_What to produce_. Count the lines in the material below that contain the string "bowl", treating case as significant, and reply with the number alone.

_Extracted material_.
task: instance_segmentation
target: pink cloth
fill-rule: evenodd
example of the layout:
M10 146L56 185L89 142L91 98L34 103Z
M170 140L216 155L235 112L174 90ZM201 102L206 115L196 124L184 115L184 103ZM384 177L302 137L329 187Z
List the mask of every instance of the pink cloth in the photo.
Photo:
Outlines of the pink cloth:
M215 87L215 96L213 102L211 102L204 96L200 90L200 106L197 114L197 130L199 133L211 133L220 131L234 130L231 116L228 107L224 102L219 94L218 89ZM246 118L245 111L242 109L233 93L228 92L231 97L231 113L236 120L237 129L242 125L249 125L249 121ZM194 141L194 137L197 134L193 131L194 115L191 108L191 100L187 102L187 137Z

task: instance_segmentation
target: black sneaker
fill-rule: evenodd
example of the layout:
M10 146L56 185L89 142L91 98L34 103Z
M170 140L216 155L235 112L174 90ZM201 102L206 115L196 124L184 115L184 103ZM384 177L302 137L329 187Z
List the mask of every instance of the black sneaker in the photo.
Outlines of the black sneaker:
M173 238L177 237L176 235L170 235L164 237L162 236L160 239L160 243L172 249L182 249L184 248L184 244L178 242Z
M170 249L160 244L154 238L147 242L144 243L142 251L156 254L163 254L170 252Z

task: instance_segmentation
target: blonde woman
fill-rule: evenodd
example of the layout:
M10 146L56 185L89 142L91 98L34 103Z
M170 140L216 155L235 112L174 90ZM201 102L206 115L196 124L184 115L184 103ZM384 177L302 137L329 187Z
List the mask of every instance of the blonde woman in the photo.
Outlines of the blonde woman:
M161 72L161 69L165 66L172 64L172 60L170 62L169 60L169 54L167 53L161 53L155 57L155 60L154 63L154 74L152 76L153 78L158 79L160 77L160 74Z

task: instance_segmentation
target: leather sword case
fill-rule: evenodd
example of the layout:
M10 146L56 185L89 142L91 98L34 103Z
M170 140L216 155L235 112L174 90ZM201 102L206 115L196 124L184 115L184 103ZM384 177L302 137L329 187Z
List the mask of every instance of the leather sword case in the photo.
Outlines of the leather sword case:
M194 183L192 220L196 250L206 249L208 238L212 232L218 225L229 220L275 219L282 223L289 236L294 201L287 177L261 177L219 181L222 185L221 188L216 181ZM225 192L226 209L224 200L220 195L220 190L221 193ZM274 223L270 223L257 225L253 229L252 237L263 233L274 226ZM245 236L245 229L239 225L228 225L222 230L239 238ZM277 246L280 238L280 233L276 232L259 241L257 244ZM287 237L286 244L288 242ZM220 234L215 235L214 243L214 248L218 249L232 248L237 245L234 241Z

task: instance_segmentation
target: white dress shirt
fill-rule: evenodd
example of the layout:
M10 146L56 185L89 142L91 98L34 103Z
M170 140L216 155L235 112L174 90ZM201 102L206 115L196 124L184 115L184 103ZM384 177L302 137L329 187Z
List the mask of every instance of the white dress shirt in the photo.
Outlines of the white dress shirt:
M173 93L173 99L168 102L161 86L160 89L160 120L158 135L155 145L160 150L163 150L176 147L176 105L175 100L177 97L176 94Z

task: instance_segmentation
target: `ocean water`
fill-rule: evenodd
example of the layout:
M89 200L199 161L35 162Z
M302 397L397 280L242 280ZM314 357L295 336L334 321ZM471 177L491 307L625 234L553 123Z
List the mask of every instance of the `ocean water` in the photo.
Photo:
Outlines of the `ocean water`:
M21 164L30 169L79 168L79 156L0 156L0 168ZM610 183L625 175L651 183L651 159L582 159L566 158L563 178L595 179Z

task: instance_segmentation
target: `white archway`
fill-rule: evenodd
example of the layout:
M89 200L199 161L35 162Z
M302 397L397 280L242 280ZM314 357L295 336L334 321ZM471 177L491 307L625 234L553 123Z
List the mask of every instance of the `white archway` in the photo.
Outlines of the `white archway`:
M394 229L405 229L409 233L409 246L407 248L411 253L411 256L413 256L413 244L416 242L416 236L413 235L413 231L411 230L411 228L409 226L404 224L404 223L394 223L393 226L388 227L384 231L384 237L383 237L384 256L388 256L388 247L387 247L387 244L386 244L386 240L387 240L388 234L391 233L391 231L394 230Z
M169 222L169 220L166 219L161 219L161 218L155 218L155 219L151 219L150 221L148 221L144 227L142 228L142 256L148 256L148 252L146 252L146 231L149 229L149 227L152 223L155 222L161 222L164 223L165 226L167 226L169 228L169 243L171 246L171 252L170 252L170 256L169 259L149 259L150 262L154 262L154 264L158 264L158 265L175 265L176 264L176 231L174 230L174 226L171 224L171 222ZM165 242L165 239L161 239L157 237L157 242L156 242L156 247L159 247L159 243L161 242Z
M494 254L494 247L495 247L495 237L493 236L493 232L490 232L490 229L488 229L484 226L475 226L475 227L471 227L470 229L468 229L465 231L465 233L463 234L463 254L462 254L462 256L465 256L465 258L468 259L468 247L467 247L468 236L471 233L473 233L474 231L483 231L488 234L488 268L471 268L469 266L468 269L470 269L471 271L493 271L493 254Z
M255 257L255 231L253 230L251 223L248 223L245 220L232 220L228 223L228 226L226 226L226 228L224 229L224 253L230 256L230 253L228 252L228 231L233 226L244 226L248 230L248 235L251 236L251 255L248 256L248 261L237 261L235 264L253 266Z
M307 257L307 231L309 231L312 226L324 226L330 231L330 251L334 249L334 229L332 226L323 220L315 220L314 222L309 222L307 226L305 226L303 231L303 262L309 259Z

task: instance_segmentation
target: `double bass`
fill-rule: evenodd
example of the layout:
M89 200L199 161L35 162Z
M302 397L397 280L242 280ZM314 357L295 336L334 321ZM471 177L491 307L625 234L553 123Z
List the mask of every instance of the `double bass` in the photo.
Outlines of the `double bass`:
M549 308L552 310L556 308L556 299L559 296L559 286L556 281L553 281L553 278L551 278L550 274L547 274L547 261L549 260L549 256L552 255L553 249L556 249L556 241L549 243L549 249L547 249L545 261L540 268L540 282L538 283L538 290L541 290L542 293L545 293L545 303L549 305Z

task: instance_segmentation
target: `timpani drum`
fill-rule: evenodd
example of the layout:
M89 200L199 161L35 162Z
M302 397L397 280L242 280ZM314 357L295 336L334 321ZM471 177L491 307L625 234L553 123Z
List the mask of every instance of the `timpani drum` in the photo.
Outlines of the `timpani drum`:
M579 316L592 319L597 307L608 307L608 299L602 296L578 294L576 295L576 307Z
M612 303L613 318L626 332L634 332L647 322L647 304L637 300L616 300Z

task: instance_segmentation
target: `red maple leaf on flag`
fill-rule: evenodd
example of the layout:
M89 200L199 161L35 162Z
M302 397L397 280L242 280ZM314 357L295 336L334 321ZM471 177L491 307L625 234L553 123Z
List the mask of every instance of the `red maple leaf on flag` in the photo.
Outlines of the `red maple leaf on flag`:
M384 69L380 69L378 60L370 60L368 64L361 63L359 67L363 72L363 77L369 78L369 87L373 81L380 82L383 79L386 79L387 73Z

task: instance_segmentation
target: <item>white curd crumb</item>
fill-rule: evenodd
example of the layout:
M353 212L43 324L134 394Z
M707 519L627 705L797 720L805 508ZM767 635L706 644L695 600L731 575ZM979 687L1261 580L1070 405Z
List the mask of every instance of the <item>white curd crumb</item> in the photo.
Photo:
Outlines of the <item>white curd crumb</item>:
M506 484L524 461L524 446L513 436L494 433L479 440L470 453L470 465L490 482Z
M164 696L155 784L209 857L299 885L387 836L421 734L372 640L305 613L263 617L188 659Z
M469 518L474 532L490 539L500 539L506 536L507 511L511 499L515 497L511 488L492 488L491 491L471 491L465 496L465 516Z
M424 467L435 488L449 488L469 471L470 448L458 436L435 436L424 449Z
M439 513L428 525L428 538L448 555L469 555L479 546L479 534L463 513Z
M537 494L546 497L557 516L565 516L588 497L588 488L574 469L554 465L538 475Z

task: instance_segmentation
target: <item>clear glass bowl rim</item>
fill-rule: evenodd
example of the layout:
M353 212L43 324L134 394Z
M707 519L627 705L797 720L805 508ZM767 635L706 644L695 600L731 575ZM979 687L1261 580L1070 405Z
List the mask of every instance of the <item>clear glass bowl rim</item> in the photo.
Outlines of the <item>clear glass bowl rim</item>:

_Answer in full_. 3